- [Ketentuan Tugas A]
Sunting teks tentang Gong Kiai Pradah dengan menuliskan kembali bagian yang dimulai dari "Kekeramatan Gong Pusaka" dan berakhir pada "oleh pasukan Mataram.", sambil mengganti "Pasukan Pajang" dengan "Tentara Pajang".
- [Ketentuan Tugas B]
Menurut teks tentang Gong Kiai Pradah, dari tokoh siapakah pusaka Panembahan Senopati itu berasal?

- [Blok Teks]
+++
Kekeramatan Gong Kiai Pradah

Karena tersesat di tengah-tengah lebatnya hutan, ia pun memukul gong yang selalu dibawanya sebanyak tujuh kali … alih-alih manusia, yang datang ternyata segerombolan harimau besar dan langsung menjaganya ….
oleh: Ari Surbakti

 

Neomisteri – Warta berkisah, Gong Pusaka Kiai Pradah dan ada juga yang menyebut Kiai Bicak, adalah salah satu pusaka andalan Panembahan Senopati yang berasal dari Ki Ageng Selo. Tokoh sakti keturunan Majapahit yang mampu menangkap petir dan peristiwanya diabadikan pada sebuah pintu yang demikian terkenal; Pintu Bledeg di Masjid Agung Demak.

Kekeramatan Gong Pusaka Kiai Pradah memang tak perlu diragukan lagi. Kala itu, Pasukan Pajang yang dipimpin oleh Sultan Hadiwijaya menyerang Mataram — peperangan sengit pun terjadi di sekitar Prambanan. Keadaan semakin genting akibat kekuatan yang tidak seimbang membuat Panembahan Senopati memukul Kiai Bicak atau Kiai Pradah berulang-ulang di tengah-tengah erupsi Gunung Merapi serta kobaran api dari jerami yang sengaja dikumpulkan dan dibakar oleh pasukan Mataram.

Baca: Kerajaan Gaib di Waduk Bunder

Sontak, gemuruh erupsi dan kobaran serta asap api ditambah dengan suara Gong Kiai Pradah yang dirasakan sangat menusuk telinga dan menggetarkan jantung membuat pasukan Pajang tercekam. Melihat suasana yang sangat tidak menguntungkan, akhirnya, Sultan Hadiwijaya memutuskan untuk segera mundur secepat-cepatnya ….
+++
- [Baris Data]
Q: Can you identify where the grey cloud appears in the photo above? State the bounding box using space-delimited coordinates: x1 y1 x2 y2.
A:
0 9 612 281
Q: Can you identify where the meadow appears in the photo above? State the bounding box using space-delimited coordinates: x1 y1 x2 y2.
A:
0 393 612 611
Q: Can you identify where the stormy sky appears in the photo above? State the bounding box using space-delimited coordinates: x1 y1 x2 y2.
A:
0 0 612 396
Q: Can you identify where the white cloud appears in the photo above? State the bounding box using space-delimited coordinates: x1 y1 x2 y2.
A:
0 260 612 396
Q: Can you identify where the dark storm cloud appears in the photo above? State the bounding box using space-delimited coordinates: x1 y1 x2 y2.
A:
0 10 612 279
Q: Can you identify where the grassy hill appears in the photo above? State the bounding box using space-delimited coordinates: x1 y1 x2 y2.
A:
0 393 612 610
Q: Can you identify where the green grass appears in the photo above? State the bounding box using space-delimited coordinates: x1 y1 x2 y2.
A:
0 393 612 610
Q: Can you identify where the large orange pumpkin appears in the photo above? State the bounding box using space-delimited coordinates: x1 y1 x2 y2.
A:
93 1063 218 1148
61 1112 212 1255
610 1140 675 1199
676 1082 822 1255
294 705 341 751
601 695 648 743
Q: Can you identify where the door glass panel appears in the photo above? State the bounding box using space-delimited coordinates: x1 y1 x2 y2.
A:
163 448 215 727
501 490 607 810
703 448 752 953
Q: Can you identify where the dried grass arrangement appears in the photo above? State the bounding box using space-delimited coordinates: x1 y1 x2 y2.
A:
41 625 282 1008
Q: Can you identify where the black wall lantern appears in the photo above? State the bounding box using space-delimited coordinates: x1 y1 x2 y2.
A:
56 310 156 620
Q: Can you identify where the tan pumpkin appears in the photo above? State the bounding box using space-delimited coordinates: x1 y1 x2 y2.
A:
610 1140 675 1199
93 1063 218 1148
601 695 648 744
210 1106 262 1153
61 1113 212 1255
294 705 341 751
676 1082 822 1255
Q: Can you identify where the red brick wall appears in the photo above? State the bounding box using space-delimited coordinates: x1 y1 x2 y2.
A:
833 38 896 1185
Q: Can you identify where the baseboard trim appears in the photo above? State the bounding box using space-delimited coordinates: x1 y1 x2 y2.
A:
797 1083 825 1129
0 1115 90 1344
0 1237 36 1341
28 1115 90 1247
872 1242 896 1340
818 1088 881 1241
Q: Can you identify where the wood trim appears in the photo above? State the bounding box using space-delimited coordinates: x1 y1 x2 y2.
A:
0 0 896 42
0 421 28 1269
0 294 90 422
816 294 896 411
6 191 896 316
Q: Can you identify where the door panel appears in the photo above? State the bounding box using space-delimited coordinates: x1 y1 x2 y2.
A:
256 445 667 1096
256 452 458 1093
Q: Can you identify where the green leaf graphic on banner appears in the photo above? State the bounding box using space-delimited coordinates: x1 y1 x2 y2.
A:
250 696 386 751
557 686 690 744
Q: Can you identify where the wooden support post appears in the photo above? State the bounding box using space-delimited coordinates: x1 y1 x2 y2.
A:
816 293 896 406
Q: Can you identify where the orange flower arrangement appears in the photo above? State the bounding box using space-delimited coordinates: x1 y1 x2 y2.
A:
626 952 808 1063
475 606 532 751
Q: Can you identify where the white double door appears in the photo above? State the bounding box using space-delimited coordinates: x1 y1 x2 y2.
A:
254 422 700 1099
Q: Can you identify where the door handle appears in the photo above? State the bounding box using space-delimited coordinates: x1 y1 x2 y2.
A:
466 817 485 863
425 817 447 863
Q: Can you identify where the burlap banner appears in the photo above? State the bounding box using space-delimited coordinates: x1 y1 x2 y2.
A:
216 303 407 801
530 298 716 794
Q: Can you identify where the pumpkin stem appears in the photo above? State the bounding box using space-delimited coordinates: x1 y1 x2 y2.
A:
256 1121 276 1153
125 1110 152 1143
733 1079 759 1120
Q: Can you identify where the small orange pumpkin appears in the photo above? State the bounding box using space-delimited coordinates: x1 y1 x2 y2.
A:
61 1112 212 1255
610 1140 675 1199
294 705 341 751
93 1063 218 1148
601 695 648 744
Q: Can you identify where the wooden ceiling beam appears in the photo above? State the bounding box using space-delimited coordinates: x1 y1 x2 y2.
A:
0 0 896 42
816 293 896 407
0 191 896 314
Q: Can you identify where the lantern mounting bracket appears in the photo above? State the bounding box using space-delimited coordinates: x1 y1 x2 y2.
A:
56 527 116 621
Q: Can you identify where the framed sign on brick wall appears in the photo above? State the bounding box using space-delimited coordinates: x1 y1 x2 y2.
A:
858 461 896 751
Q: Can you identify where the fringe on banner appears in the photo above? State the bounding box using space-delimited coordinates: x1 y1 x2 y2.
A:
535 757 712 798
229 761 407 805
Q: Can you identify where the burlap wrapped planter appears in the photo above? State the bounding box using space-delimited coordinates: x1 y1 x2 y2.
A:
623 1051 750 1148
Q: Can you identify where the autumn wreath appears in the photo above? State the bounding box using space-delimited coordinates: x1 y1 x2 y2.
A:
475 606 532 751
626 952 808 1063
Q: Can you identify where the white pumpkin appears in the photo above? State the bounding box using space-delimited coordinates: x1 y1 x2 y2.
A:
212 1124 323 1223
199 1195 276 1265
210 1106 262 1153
+++
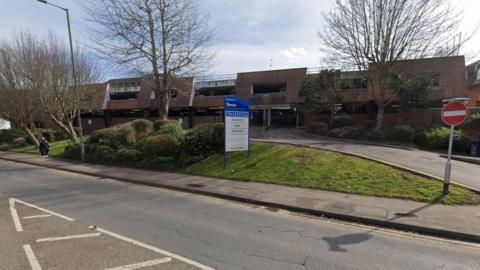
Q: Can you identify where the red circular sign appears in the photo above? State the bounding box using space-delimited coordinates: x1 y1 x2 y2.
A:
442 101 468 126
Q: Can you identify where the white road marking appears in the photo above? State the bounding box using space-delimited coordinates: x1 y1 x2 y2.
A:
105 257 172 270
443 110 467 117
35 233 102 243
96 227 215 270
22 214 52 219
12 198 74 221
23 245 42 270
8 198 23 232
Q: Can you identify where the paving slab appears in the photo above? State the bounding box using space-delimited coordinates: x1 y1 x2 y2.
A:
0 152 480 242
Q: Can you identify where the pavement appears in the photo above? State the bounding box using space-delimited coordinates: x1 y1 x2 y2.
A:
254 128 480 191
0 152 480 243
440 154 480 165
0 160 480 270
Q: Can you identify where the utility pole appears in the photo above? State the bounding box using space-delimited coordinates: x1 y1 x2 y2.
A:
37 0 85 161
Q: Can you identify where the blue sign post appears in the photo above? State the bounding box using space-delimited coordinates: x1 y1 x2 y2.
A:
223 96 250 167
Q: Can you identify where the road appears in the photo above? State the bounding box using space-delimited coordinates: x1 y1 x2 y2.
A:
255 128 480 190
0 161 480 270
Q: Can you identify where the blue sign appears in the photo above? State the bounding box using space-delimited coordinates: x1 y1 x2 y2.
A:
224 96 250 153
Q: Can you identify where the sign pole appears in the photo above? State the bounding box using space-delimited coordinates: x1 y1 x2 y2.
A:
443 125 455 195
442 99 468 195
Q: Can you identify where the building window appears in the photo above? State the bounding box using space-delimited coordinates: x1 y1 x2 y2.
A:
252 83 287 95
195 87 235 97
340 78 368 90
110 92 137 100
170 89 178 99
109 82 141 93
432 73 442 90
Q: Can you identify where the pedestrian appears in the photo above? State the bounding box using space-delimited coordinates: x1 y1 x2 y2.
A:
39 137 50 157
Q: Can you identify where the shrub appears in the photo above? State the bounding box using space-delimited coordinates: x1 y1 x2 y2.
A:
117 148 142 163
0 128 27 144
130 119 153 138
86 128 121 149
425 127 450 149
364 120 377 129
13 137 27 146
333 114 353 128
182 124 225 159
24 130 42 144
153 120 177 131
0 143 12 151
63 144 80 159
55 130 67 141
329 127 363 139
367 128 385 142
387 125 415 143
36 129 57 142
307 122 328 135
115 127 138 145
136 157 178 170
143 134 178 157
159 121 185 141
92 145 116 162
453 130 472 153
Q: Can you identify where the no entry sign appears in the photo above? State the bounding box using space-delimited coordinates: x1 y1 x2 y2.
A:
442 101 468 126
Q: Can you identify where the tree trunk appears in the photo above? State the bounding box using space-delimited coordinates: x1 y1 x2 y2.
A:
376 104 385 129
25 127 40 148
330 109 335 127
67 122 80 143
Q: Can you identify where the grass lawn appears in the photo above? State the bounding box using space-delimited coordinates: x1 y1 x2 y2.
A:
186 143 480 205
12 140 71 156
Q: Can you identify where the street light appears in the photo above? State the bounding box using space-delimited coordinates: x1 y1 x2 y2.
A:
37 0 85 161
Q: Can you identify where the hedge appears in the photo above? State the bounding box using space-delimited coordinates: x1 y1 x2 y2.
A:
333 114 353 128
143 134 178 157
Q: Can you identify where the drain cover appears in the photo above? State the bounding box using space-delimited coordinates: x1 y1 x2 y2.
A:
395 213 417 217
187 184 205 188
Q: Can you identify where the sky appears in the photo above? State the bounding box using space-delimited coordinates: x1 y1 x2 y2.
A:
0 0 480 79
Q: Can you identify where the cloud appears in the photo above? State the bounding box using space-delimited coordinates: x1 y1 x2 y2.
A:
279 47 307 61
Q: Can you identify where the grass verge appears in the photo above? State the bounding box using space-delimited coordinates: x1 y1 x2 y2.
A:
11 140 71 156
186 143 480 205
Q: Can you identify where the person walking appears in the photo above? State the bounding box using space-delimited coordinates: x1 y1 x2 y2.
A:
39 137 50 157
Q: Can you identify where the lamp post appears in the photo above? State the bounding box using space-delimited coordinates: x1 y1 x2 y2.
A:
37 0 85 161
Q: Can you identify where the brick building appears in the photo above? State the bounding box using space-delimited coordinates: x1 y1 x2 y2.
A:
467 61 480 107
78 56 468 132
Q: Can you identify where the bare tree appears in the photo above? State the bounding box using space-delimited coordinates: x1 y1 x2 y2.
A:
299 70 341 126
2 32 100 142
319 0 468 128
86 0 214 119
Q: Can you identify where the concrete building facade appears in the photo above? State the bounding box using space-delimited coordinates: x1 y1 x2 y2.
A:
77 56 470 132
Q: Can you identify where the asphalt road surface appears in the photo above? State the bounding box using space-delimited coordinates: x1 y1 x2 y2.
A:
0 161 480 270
+++
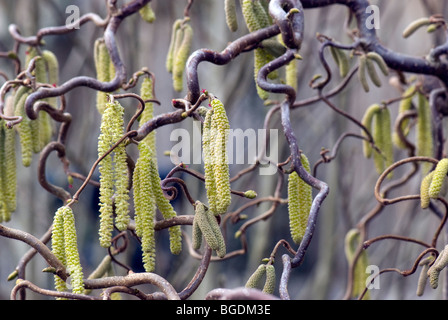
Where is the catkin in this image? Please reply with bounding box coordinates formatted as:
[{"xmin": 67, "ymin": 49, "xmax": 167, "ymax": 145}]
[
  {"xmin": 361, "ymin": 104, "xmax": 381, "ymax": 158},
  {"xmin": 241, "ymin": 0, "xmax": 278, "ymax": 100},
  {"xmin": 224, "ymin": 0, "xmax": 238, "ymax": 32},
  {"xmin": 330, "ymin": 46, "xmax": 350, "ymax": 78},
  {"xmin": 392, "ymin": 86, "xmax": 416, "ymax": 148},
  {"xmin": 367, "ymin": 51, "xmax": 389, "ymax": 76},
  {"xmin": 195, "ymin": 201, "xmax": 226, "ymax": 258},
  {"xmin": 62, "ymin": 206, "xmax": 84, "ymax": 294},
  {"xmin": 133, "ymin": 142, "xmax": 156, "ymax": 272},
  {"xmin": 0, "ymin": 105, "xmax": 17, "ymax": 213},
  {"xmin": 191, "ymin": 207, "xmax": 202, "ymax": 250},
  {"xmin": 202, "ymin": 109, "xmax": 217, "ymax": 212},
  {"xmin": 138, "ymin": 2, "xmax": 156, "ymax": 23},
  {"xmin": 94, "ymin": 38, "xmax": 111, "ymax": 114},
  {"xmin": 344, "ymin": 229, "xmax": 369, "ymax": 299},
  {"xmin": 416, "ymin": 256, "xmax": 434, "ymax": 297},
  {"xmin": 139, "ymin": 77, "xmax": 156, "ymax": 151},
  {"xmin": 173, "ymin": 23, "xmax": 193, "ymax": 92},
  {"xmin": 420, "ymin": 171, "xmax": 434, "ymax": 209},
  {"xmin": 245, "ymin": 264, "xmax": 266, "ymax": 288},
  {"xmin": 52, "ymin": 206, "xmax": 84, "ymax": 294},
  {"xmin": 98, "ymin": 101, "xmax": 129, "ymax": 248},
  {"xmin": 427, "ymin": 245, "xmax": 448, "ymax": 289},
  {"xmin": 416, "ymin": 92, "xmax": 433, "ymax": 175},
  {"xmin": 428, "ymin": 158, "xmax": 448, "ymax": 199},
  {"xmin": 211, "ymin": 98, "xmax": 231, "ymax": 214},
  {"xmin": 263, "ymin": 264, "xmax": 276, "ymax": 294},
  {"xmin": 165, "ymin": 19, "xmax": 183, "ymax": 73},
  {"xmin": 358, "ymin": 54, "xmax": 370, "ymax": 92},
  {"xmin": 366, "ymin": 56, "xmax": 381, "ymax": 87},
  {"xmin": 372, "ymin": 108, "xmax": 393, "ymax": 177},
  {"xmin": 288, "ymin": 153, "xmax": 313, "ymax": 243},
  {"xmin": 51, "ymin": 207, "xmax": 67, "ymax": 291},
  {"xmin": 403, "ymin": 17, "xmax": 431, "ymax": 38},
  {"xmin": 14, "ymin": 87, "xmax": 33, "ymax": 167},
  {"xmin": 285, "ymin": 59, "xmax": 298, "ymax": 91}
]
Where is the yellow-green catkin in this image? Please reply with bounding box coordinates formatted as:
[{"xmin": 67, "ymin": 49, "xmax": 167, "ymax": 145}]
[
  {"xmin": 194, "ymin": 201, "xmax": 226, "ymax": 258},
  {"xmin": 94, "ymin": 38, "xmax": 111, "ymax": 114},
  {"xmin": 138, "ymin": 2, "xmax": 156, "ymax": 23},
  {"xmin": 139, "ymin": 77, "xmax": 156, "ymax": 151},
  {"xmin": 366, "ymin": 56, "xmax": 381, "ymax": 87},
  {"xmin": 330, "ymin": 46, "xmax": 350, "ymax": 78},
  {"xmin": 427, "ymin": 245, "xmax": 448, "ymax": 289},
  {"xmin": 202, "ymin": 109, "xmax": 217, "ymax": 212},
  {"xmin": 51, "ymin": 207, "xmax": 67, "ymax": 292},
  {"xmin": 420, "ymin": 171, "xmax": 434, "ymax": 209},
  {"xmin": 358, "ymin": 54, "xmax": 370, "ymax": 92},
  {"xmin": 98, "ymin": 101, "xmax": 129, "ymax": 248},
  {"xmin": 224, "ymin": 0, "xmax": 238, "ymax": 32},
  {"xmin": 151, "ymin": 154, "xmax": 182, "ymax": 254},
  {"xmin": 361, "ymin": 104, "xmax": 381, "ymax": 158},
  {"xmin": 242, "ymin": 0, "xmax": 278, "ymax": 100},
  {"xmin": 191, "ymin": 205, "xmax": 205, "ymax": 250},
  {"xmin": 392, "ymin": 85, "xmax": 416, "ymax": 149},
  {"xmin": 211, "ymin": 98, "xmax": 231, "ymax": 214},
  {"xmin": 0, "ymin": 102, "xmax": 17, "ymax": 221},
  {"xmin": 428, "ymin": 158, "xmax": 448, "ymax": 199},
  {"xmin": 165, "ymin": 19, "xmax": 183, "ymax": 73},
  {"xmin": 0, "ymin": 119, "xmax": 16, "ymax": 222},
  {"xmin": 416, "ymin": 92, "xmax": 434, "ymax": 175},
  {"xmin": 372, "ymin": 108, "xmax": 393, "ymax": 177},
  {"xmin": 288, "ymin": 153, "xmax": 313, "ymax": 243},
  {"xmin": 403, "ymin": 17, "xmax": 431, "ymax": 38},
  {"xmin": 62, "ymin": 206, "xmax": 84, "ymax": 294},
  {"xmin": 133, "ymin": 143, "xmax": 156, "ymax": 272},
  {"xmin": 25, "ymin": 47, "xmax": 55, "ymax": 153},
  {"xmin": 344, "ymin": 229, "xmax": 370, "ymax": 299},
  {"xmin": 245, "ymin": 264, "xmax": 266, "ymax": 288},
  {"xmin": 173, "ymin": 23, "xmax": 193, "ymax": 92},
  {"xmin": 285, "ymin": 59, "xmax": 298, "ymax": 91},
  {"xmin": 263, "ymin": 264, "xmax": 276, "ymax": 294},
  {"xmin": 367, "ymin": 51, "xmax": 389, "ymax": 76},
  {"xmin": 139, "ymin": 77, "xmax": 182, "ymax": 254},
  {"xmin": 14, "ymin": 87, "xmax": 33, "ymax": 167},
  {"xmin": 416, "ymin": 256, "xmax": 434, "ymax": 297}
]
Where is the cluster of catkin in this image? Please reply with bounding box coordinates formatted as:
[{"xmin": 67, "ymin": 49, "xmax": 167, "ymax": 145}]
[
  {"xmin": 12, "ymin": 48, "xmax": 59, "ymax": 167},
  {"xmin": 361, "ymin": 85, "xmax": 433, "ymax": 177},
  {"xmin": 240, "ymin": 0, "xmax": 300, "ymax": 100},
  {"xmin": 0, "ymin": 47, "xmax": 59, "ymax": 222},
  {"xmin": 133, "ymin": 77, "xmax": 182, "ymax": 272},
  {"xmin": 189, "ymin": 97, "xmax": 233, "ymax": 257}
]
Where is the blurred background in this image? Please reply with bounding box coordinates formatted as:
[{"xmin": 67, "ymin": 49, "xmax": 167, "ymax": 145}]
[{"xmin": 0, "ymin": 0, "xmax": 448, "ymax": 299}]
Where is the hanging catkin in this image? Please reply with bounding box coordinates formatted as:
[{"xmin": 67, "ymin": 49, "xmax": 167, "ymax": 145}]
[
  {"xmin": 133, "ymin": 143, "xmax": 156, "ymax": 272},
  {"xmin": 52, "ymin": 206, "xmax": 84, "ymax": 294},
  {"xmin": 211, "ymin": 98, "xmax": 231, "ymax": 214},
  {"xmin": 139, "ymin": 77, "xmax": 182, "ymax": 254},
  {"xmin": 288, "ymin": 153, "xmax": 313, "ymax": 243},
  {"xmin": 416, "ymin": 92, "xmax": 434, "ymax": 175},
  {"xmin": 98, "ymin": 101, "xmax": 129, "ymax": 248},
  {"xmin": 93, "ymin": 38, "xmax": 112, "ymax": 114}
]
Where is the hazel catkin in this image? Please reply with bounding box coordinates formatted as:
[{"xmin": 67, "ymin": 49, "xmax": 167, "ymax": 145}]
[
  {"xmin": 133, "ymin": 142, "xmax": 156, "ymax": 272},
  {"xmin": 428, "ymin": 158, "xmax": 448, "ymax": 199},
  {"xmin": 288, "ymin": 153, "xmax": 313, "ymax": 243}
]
+++
- [Keluaran A]
Kekeramatan Gong Pusaka Kiai Pradah memang tak perlu diragukan lagi. Kala itu, Tentara Pajang yang dipimpin oleh Sultan Hadiwijaya menyerang Mataram — peperangan sengit pun terjadi di sekitar Prambanan. Keadaan semakin genting akibat kekuatan yang tidak seimbang membuat Panembahan Senopati memukul Kiai Bicak atau Kiai Pradah berulang-ulang di tengah-tengah erupsi Gunung Merapi serta kobaran api dari jerami yang sengaja dikumpulkan dan dibakar oleh pasukan Mataram.

- [Keluaran B]
Ki Ageng Selo.